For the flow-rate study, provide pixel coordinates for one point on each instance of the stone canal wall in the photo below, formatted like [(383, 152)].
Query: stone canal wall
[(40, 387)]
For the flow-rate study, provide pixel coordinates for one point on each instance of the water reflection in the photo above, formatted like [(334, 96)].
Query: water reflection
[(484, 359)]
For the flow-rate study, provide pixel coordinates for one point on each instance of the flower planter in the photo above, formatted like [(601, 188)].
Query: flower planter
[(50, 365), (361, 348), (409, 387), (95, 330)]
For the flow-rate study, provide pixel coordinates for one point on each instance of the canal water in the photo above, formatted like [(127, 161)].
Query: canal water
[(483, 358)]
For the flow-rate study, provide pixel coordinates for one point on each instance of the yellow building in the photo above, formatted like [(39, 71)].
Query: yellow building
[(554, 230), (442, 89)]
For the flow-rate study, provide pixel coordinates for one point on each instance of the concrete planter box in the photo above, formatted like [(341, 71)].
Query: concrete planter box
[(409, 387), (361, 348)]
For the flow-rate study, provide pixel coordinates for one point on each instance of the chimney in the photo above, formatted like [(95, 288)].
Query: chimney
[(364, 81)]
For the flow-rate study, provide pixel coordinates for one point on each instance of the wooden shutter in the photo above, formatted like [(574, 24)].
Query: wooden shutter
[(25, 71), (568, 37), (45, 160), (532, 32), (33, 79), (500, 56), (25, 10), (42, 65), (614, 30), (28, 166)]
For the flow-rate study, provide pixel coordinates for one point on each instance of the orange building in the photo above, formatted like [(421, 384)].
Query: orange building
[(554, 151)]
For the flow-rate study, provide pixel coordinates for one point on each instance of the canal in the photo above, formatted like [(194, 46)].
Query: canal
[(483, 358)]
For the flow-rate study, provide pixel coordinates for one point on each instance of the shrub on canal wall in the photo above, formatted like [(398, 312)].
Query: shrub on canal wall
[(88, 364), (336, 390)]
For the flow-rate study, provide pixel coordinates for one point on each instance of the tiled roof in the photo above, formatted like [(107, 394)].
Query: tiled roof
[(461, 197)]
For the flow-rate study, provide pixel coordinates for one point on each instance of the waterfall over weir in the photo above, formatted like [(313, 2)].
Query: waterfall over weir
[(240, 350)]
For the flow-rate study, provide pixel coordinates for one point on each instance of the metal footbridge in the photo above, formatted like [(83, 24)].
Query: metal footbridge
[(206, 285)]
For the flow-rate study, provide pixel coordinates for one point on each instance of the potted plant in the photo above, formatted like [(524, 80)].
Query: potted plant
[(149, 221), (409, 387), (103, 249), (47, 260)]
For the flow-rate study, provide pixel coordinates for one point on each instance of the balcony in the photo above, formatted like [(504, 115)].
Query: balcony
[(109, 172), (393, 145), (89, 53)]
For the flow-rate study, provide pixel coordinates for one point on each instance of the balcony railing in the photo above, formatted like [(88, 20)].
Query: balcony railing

— Challenge —
Repeat all of the records above word for word, keeping every line in its original order.

— Task output —
For the flow-rate study, provide pixel coordinates for one point on each instance of the stone canal wall in the photo below, formatted like [(383, 152)].
Query: stone canal wall
[(40, 387)]
For the flow-rate study, provide pixel coordinates for one point on each instance of the water reflection in the photo above, formatted like [(334, 96)].
Query: water reflection
[(484, 359)]
For the flow-rate study, provide pixel coordinates for one point on each instance of the flower planter in the photo above, formatted like [(601, 188)].
Query: flower planter
[(50, 365), (361, 348), (409, 387), (95, 330)]
For the flow-rate study, provide pixel coordinates for one point on each instance of the canal water in the photo above, formatted like [(127, 161)].
Query: canal water
[(483, 358)]
For the flow-rate study, provide pixel coordinates for one point on each instance of the yellow building in the photo above, formatted like [(39, 71)].
Query: yellow building
[(554, 230), (442, 89)]
For the flow-rate study, provide pixel coordinates for one point on each instance of the concrete planter box in the photo above, formatted like [(341, 71)].
Query: concrete planter box
[(409, 387), (361, 348)]
For the flow-rate study, provide pixel coordinates for one point on each instance of the chimney in the photo above, formatted like [(95, 288)].
Query: chimney
[(364, 81)]
For the flow-rate study, provide pixel coordinates for one point on each instance of the wooden shutter in the photo above, formatted like [(574, 24)].
Query: wooden shutter
[(25, 71), (568, 37), (45, 160), (532, 32), (33, 79), (500, 56), (25, 10), (42, 65), (614, 30), (28, 166)]
For the flow-rate study, provide pixel coordinates for one point on each instance of the orange building in the photo above, formatted like [(421, 384)].
Query: orange building
[(554, 151)]
For the flow-rate study, provide pixel coordinates for one point on each instance of the canal in the photo above, formatted like [(194, 46)].
Query: canal
[(483, 358)]
For the flow-rate study, provide pixel coordinates for one point on each instance of the shrub on canal wall in the photo above, formatted like [(398, 312)].
Query: shrub on canal wall
[(88, 364), (336, 390)]
For the flow-rate study, provide pixel coordinates for one point on each instance of the tiled roof in the photo above, formatted like [(107, 394)].
Query: tiled roof
[(461, 197)]
For the flow-rate study, provide pixel coordinates for one point on each instance of the waterfall over weir in the photo above, formatted like [(313, 2)].
Query: waterfall over weir
[(240, 350)]
For the flow-rate study, provide pixel coordinates for one point on each instance of the metal footbridge in the photo above, formatted like [(83, 24)].
Query: metal footbridge
[(206, 285)]
For the flow-rate study, provide pixel coordinates for one point on each instance of the potted plant in the photo above, formatted like [(524, 80)].
Query: potted plant
[(149, 221), (409, 387), (103, 249), (47, 260)]
For the flow-rate study, provide pixel coordinates for one point on each instance of the balcony in the photo above, formatted like [(504, 115)].
Query: balcony
[(109, 172), (393, 145), (89, 53)]
For the flow-rate study, provide pixel coordinates for one point on each instance of the balcony railing in the photo above, formatted like [(88, 20)].
Query: balcony railing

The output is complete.